• Instruction:
Pick out every line of the records below that contains the word "tree" and copy each one.

• Position annotation records:
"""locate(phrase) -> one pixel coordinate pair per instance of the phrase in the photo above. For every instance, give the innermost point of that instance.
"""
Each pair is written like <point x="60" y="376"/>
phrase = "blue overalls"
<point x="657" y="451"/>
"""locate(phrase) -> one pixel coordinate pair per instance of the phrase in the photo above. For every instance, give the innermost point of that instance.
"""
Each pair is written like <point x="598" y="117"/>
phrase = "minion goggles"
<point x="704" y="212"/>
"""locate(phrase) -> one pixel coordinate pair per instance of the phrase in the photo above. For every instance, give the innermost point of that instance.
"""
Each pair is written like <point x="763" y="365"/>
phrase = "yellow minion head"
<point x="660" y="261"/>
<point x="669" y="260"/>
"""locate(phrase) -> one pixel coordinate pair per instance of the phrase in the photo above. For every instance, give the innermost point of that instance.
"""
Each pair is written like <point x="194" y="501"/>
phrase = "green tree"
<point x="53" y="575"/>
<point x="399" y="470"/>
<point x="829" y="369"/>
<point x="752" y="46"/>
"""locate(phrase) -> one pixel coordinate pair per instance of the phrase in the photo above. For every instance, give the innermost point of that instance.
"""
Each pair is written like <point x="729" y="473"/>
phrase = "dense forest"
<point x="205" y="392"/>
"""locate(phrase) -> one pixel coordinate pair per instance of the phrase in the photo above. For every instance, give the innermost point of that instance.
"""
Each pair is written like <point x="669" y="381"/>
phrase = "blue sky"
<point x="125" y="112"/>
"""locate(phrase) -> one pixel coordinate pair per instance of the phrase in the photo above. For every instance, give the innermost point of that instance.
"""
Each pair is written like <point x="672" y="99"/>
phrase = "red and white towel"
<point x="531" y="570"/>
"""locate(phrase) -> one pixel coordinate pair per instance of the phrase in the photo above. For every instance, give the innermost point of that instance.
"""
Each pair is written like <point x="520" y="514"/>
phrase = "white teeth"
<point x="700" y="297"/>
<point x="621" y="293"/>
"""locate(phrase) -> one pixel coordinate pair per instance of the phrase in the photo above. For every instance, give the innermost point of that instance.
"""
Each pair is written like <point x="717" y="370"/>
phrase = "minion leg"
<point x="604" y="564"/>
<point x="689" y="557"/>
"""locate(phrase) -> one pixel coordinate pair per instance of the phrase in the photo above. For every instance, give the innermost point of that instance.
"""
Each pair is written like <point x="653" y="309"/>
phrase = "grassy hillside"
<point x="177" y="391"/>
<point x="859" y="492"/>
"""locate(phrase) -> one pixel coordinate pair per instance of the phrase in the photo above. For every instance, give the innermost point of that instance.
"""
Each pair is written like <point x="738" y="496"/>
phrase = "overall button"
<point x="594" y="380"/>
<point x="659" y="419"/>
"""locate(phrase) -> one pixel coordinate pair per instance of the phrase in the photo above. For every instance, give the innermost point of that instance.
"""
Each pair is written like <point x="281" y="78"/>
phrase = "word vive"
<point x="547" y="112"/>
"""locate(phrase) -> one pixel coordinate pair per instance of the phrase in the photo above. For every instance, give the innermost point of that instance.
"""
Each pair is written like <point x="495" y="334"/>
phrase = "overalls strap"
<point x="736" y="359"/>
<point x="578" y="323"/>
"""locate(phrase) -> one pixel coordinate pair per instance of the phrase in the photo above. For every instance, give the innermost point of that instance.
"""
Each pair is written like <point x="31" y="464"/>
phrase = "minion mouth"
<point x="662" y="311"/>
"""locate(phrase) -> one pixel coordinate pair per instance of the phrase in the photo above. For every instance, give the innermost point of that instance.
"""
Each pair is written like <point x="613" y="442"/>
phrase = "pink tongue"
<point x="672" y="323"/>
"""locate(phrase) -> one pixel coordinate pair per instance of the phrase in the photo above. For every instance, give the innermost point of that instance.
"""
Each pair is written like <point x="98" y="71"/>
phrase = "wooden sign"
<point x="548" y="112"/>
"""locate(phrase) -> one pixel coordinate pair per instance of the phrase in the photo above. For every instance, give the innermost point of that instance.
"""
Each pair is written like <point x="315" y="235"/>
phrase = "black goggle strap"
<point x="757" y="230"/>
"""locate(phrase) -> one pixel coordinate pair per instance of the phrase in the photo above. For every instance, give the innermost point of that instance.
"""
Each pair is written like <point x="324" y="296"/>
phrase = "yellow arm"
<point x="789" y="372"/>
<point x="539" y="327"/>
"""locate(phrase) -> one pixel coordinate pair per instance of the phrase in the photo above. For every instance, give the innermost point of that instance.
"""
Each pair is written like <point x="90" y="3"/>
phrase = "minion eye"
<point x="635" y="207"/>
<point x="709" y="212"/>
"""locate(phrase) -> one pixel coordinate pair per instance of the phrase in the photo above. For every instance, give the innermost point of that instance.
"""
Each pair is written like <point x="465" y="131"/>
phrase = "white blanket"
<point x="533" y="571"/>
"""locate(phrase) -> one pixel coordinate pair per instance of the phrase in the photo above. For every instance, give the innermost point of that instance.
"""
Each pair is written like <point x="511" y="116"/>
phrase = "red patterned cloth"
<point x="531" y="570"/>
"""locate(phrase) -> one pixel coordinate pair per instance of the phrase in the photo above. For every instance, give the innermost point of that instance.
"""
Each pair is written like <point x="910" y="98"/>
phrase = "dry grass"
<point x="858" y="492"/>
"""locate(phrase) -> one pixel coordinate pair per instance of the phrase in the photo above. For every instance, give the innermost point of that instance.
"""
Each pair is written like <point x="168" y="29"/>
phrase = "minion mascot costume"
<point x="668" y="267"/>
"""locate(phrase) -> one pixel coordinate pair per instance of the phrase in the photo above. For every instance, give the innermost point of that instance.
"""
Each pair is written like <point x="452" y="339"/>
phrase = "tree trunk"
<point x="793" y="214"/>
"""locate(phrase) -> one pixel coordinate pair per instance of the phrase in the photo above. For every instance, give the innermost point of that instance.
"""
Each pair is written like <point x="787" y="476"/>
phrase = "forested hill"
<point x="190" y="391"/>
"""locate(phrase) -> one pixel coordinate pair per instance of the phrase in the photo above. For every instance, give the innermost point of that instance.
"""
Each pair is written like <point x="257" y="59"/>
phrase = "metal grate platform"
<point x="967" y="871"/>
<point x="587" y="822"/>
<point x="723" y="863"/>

• Solved exercise:
phrase = "green tree"
phrase = "tree trunk"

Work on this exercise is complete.